* _What you have to do_: Extract each line of the data and write it out again exactly.

* _Listed entries_:
* * *
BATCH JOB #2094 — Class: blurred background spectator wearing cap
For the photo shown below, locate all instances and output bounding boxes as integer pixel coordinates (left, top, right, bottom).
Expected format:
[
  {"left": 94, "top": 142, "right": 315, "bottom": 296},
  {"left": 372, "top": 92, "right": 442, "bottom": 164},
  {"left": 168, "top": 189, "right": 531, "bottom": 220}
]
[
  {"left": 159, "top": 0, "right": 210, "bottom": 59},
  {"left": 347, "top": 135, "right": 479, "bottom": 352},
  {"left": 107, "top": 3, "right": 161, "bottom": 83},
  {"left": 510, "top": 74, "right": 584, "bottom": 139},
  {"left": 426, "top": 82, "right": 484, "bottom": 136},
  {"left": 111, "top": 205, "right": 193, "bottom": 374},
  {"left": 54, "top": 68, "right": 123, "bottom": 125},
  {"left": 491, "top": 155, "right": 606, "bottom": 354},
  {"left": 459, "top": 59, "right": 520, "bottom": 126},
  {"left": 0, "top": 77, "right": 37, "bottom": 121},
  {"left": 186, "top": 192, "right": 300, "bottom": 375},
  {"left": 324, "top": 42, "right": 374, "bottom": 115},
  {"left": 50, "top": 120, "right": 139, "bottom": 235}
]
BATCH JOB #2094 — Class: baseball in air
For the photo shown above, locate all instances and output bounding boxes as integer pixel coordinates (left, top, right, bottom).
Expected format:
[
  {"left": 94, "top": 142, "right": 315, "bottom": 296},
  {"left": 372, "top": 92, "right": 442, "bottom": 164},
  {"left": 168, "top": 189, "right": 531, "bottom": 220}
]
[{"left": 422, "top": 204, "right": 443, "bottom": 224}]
* * *
* _Response_:
BATCH JOB #2094 — Class: blurred background spectator wearing cap
For the photo shown below, locate all instances and output bounding boxes as integer pixel coordinates (left, top, right, bottom).
Expected format:
[
  {"left": 94, "top": 142, "right": 315, "bottom": 296},
  {"left": 372, "top": 92, "right": 442, "bottom": 164},
  {"left": 168, "top": 189, "right": 531, "bottom": 220}
]
[
  {"left": 159, "top": 0, "right": 210, "bottom": 59},
  {"left": 347, "top": 135, "right": 479, "bottom": 352},
  {"left": 107, "top": 3, "right": 161, "bottom": 83},
  {"left": 510, "top": 74, "right": 584, "bottom": 139},
  {"left": 426, "top": 82, "right": 484, "bottom": 136},
  {"left": 111, "top": 205, "right": 193, "bottom": 374},
  {"left": 54, "top": 68, "right": 123, "bottom": 125},
  {"left": 491, "top": 155, "right": 606, "bottom": 354},
  {"left": 459, "top": 59, "right": 520, "bottom": 126},
  {"left": 0, "top": 77, "right": 37, "bottom": 121},
  {"left": 186, "top": 192, "right": 300, "bottom": 375},
  {"left": 324, "top": 42, "right": 374, "bottom": 115},
  {"left": 50, "top": 120, "right": 139, "bottom": 235}
]
BATCH JOB #2094 — Class: baseball in air
For the photo shown above, locate all instances and output bounding boxes as integer pixel coordinates (left, top, right, bottom).
Expected format:
[
  {"left": 94, "top": 142, "right": 315, "bottom": 296},
  {"left": 372, "top": 92, "right": 442, "bottom": 164},
  {"left": 168, "top": 189, "right": 531, "bottom": 220}
]
[{"left": 422, "top": 204, "right": 443, "bottom": 224}]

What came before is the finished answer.